Brief 1:
In the column on smoking and boxing, whom was Nick Blackwell fighting when he suffered his head injuries?
Brief 2:
From the column on smoking and boxing, extract the passage that begins at the words "Yes, smoking has" and stops after "to the brain.".

Extracted text:
YEARS ago in this column, as the new Millennium hove into view, I named two activities of the 20th Century that I believed would be looked upon with disgust and amazement by its successor.

The first was smoking. We’re almost there. The habit has been pushed to the margins of society. Among the diminishing numbers that smoke today perhaps the majority recognises it as both filthy and unhealthy – and wishes to quit. Certainly few of us would welcome a return to the days when everyone was obliged to tolerate reeking cigarette smoke, in workplaces, restaurants, pubs and on public transport, with even non-smokers taking the vile odour home on clothes, and risking damage to health through passive smoking.

Yes, smoking has just about expired. But that other activity I was confident would be consigned to history has marched onward. Women have joined the ranks of boxers. From the background build up to the TV coverage of last weekend’s Boat Race I learned that the Oxford v Cambridge sporting rivalries now include women’s boxing. No dawn of enlightenment, then, at these great centres of learning and culture.

Just hours earlier came the news of the appalling head injuries to boxer Nick Blackwell. Inflicted in his British middleweight title fight with Chris Eubank Jnr, they left him with bleeding to the brain.

Recorded information:
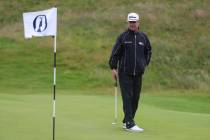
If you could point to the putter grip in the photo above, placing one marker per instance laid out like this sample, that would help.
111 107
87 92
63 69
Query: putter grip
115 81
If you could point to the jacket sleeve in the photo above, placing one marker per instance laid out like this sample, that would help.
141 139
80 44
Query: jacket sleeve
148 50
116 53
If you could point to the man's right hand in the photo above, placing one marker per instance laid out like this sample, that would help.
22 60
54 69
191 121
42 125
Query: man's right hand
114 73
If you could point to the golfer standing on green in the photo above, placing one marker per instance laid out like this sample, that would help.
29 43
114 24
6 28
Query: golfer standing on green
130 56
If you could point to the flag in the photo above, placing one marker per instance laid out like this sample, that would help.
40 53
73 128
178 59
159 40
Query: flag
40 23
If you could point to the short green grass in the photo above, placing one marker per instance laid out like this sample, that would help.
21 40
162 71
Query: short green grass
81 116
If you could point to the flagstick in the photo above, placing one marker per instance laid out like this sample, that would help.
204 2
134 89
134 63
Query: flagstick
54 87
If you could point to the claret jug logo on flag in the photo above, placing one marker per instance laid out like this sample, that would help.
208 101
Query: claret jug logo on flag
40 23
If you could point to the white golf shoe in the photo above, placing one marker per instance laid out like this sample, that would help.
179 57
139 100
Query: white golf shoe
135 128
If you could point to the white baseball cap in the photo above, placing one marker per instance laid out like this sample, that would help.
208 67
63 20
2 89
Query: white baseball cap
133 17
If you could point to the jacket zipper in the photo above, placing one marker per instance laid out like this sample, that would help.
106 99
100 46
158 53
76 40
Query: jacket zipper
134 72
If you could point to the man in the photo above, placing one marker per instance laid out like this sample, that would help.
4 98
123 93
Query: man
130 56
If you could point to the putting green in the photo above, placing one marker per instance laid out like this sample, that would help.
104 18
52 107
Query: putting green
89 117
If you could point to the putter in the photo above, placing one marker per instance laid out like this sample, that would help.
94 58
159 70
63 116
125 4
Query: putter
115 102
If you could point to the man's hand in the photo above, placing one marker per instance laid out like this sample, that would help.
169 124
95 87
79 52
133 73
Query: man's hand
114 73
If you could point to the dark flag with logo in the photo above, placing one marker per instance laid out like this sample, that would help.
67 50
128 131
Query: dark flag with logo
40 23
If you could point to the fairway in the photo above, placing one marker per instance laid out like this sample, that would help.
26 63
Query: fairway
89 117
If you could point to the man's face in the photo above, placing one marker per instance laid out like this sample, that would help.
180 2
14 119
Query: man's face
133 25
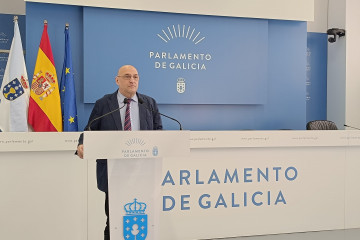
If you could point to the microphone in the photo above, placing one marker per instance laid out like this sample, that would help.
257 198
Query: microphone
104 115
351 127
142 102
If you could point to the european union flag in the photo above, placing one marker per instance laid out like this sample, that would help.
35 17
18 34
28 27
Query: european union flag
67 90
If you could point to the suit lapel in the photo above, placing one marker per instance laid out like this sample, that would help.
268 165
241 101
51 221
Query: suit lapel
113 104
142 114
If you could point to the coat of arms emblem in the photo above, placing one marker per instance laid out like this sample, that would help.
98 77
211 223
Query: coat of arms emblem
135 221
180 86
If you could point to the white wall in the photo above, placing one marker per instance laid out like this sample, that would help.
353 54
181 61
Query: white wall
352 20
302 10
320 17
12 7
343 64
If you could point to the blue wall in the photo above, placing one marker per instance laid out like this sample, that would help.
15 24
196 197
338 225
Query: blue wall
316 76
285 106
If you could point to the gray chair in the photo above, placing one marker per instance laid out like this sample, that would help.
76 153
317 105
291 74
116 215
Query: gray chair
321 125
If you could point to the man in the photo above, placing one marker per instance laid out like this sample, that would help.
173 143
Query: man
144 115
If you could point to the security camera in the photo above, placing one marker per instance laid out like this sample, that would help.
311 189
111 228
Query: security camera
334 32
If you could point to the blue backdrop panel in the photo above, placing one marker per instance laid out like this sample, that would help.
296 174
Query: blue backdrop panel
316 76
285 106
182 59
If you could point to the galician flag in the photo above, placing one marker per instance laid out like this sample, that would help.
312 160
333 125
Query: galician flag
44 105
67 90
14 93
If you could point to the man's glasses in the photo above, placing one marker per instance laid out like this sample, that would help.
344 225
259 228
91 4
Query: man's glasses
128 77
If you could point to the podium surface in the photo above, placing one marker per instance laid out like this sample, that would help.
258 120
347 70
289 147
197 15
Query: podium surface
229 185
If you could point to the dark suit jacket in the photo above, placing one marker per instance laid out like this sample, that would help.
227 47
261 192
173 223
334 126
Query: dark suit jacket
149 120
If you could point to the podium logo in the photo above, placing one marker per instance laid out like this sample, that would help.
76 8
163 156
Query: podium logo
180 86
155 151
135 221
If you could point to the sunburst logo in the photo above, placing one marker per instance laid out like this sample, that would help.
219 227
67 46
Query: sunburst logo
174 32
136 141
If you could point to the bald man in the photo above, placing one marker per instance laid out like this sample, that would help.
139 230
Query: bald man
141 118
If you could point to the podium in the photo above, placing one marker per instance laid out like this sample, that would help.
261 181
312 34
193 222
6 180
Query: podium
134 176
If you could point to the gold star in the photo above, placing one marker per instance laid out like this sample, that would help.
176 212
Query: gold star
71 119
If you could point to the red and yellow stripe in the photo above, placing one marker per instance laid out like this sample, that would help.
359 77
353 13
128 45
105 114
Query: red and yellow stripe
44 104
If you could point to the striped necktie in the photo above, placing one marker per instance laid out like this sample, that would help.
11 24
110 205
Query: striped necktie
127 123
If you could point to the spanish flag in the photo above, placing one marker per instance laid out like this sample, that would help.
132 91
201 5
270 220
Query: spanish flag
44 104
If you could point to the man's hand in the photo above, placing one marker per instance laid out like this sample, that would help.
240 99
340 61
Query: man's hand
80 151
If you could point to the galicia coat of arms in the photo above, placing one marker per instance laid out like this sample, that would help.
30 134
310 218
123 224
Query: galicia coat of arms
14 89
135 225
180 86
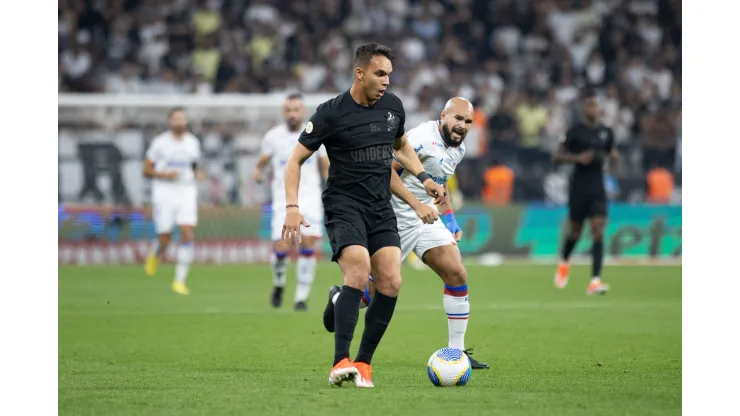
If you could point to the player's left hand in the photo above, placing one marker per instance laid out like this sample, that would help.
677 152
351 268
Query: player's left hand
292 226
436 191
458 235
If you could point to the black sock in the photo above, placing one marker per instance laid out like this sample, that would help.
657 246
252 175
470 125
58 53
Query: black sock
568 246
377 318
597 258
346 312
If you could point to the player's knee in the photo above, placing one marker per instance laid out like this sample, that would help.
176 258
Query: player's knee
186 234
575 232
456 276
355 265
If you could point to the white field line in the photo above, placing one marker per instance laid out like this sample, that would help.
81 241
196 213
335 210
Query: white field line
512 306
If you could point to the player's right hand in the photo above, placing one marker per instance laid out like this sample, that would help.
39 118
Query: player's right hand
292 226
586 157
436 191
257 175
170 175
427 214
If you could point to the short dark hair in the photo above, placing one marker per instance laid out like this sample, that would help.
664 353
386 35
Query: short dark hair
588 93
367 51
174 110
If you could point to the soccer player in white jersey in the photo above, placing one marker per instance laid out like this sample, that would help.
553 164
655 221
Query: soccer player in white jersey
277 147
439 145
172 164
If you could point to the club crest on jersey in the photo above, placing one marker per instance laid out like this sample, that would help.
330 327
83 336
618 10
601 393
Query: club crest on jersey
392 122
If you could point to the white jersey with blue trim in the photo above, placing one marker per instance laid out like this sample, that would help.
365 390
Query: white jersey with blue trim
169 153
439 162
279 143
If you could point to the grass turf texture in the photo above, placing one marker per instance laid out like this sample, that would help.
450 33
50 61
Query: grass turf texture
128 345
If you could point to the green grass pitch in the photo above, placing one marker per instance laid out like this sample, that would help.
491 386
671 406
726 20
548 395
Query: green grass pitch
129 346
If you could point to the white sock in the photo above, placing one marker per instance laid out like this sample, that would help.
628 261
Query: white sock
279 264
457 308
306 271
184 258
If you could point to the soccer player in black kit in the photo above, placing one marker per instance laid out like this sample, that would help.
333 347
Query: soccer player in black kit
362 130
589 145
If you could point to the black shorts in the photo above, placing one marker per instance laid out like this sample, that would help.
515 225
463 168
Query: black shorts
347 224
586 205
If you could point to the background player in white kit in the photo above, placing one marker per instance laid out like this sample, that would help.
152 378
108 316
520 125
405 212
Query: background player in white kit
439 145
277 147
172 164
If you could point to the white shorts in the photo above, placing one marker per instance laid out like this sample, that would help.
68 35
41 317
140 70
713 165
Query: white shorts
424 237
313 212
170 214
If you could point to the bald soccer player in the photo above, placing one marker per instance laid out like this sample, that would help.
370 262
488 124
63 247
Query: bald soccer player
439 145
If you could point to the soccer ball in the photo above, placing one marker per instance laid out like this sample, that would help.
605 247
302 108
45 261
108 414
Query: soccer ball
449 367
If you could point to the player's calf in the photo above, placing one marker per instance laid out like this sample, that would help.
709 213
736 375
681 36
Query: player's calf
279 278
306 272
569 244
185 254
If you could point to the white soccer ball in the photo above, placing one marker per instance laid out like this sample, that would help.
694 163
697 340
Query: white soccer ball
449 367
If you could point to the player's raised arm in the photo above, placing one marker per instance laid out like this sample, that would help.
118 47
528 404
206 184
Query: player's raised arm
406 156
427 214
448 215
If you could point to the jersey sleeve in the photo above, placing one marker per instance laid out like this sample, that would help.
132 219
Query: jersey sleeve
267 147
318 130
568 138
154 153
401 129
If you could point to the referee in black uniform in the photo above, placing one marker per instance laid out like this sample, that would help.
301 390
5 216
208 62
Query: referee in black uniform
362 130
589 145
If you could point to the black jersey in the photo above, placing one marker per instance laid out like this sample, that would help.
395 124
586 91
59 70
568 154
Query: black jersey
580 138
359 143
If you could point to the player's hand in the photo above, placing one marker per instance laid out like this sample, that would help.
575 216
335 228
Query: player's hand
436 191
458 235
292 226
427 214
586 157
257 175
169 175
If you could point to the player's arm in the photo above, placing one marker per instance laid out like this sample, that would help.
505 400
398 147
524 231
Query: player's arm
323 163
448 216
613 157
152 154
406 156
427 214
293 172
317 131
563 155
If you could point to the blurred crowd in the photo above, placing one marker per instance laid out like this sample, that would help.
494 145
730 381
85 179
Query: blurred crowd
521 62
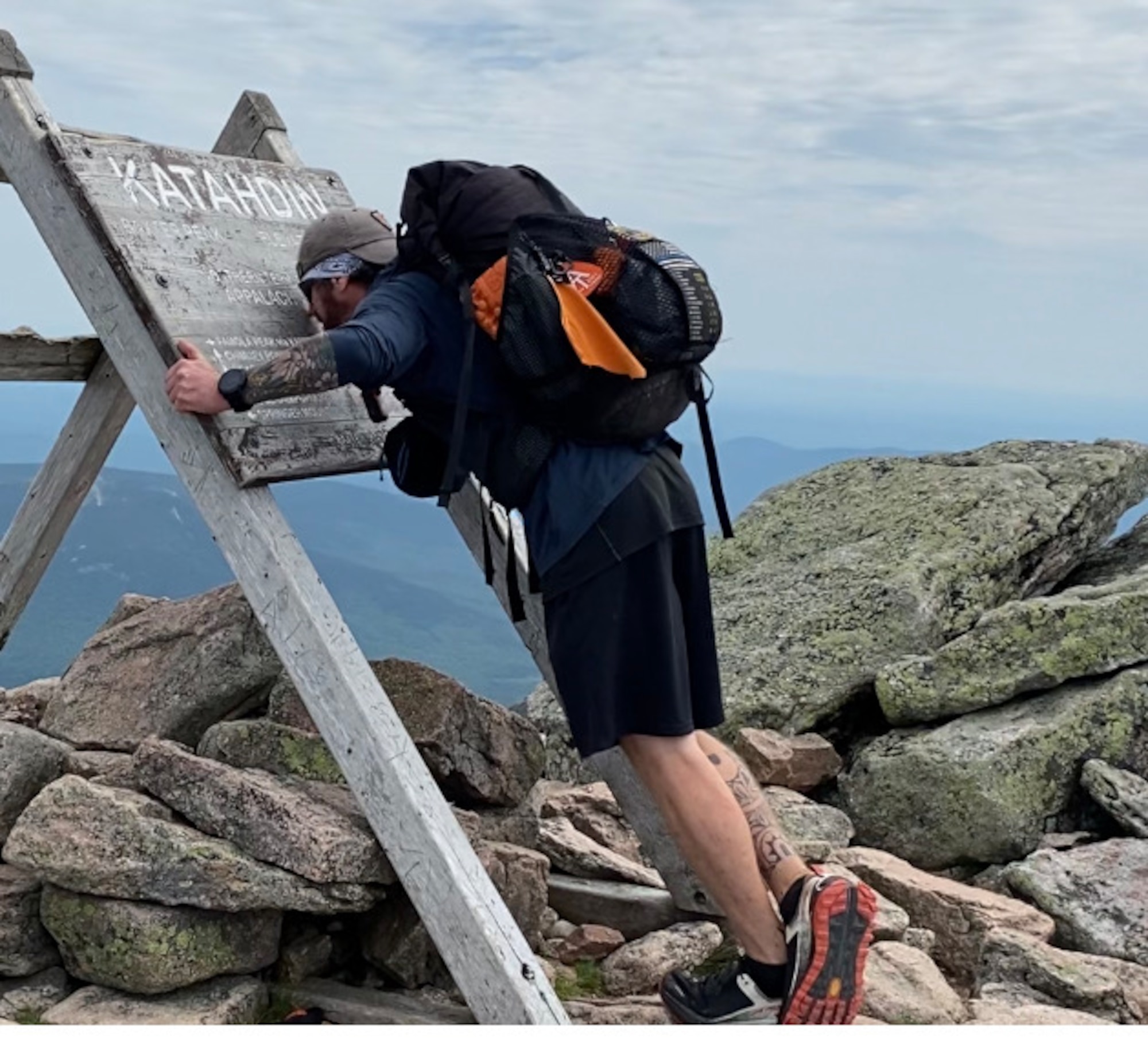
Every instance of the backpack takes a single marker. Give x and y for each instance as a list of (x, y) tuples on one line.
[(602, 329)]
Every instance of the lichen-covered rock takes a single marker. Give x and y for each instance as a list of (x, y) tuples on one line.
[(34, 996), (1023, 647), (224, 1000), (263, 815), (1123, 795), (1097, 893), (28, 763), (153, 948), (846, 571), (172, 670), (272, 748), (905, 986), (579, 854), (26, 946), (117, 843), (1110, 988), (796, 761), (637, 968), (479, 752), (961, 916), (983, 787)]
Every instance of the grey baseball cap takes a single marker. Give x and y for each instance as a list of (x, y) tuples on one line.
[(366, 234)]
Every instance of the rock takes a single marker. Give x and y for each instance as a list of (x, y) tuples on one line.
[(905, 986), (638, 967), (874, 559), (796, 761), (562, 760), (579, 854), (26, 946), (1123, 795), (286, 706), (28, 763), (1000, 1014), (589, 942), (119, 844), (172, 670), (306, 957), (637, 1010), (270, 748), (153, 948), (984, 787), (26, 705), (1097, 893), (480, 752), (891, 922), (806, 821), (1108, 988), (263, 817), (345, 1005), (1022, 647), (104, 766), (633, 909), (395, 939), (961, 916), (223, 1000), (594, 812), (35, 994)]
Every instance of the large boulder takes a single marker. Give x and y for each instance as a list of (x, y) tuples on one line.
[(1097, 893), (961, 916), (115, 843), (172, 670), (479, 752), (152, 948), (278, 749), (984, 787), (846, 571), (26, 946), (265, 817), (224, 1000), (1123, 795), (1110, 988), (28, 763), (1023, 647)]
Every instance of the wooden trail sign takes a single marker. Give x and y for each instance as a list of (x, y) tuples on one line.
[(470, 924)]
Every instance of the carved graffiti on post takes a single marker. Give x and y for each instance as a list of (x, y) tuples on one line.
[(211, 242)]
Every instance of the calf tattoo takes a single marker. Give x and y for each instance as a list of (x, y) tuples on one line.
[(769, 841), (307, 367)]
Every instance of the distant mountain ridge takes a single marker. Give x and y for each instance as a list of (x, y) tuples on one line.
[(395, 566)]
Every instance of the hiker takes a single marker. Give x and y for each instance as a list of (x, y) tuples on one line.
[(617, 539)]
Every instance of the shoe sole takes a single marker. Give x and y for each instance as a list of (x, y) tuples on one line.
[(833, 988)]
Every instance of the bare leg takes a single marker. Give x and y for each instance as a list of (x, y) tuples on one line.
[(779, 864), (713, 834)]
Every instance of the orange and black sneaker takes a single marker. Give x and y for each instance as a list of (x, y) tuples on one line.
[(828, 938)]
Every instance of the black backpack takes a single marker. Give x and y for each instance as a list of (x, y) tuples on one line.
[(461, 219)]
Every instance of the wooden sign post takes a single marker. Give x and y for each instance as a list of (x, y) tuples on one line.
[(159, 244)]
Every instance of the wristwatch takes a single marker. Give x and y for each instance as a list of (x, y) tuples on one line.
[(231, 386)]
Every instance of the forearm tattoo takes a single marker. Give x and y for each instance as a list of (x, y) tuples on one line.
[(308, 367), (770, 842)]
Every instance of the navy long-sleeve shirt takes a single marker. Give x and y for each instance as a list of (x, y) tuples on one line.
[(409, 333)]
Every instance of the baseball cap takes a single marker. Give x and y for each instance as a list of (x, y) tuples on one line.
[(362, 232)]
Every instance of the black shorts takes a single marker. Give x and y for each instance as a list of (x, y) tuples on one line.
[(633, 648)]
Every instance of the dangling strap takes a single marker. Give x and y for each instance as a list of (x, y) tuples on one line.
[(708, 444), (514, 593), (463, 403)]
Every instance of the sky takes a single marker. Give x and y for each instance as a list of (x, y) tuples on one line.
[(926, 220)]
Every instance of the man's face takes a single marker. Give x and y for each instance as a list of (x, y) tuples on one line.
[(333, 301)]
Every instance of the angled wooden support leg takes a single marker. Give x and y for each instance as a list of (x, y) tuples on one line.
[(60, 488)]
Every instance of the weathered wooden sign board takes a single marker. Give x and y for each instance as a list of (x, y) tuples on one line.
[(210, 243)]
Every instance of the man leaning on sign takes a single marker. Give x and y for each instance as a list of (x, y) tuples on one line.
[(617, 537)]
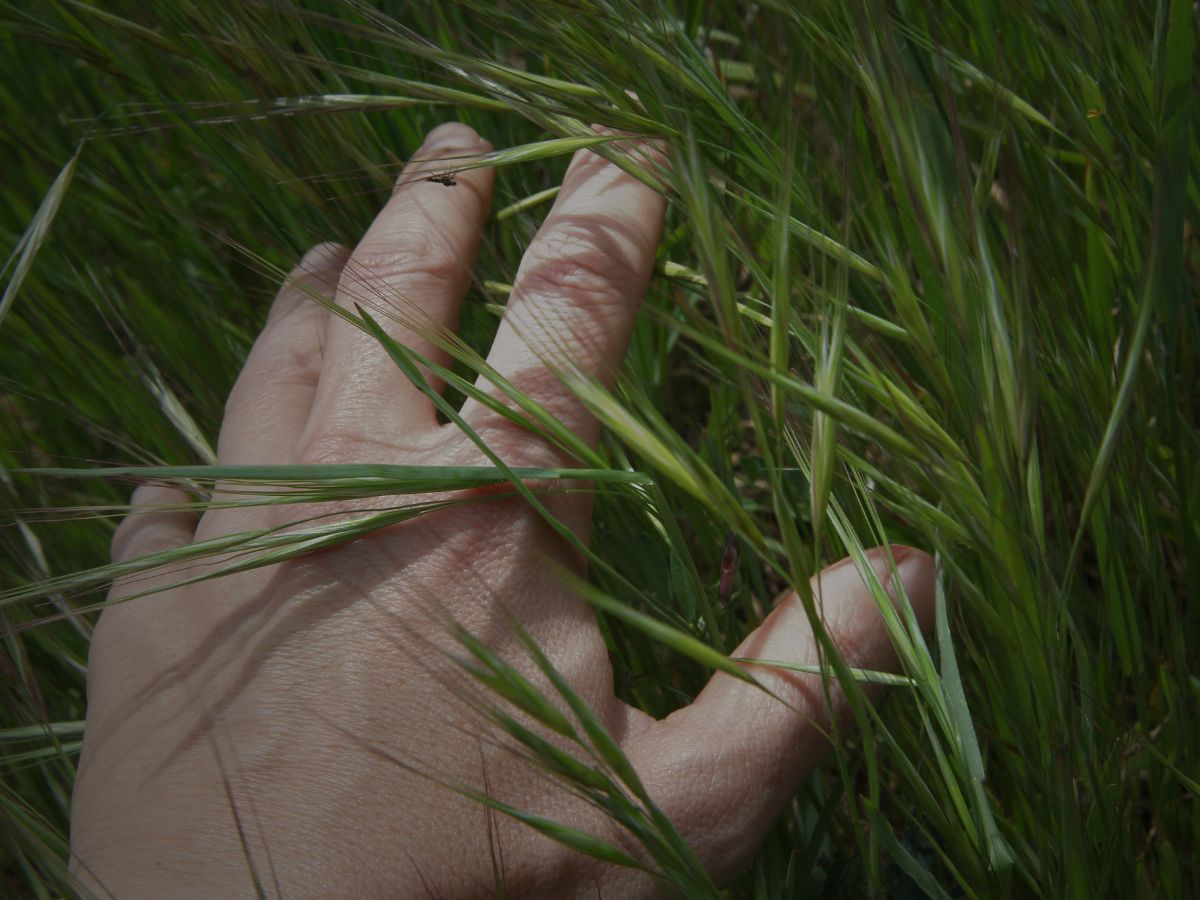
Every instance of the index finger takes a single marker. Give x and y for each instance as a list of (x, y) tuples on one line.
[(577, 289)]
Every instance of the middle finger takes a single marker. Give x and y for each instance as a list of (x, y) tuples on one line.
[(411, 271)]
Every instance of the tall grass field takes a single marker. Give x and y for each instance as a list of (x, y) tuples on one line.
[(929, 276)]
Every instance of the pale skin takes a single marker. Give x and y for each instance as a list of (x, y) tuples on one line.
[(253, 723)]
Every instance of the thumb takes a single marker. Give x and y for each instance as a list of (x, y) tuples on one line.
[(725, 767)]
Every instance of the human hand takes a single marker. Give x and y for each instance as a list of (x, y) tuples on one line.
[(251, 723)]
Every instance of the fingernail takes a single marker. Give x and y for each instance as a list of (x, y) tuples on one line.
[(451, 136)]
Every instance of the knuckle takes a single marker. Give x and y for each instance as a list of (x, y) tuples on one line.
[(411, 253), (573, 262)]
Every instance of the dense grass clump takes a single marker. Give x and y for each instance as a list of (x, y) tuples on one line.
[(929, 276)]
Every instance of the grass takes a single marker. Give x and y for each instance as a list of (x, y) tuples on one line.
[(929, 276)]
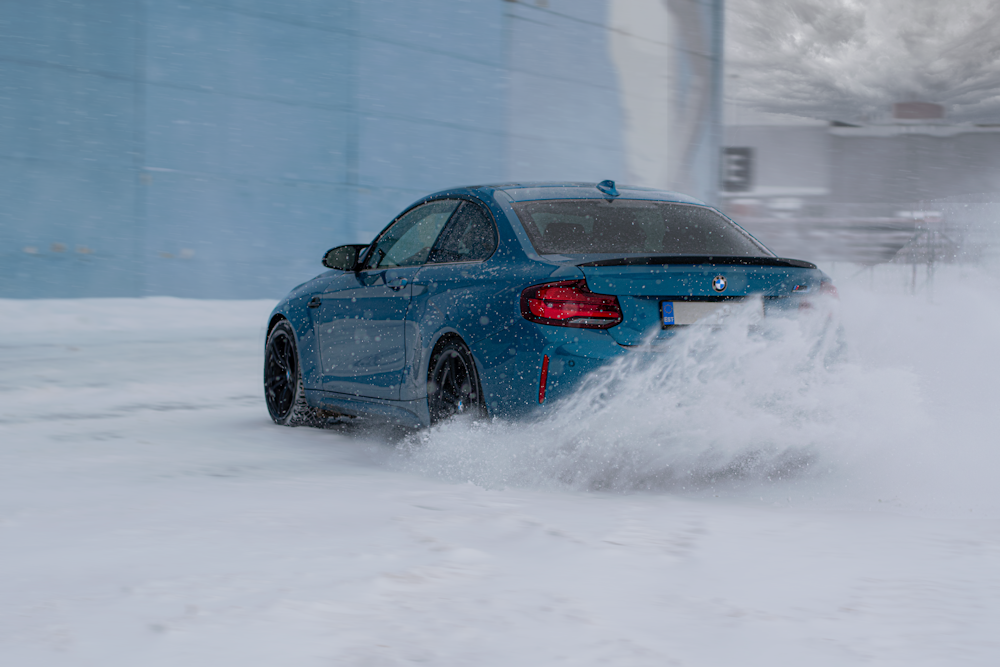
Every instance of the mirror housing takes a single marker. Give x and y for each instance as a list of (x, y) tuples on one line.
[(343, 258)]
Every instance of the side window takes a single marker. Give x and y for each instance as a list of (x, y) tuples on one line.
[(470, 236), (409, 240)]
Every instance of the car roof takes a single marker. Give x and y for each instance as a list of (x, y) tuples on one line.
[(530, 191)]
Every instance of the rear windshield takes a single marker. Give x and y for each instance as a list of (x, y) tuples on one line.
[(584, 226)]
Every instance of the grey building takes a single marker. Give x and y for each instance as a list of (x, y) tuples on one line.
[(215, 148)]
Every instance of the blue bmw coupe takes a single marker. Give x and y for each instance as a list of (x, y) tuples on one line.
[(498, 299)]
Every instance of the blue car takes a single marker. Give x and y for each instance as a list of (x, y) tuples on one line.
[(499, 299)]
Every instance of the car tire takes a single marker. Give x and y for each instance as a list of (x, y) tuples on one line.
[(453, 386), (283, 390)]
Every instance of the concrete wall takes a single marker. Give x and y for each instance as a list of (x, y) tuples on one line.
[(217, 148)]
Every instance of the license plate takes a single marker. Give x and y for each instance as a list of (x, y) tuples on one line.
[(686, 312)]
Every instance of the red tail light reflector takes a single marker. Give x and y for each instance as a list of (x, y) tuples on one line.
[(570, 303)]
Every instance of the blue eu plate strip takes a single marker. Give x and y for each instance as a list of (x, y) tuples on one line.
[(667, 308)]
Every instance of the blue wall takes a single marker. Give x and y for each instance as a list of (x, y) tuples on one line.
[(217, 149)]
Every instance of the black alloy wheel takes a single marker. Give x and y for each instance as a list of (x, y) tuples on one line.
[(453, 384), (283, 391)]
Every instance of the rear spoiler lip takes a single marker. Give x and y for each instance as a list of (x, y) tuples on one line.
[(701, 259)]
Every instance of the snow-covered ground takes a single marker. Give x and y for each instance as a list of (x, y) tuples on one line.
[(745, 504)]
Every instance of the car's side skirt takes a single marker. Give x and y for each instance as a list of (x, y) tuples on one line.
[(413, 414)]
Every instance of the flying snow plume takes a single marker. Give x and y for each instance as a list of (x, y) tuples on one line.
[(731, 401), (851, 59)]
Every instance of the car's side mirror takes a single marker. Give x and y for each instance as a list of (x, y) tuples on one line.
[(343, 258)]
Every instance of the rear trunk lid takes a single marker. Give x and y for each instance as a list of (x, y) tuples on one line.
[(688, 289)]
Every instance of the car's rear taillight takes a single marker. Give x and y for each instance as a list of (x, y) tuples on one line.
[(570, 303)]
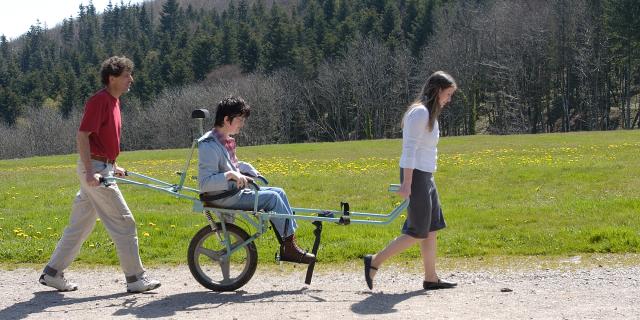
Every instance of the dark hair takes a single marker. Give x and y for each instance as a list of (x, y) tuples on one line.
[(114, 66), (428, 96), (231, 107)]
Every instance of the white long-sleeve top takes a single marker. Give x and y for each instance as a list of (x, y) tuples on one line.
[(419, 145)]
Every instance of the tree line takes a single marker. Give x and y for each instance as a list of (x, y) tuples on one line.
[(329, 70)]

Reply 1:
Chris Eubank Jnr, in a British middleweight title fight.

Reply 2:
Yes, smoking has just about expired. But that other activity I was confident would be consigned to history has marched onward. Women have joined the ranks of boxers. From the background build up to the TV coverage of last weekend’s Boat Race I learned that the Oxford v Cambridge sporting rivalries now include women’s boxing. No dawn of enlightenment, then, at these great centres of learning and culture.

Just hours earlier came the news of the appalling head injuries to boxer Nick Blackwell. Inflicted in his British middleweight title fight with Chris Eubank Jnr, they left him with bleeding to the brain.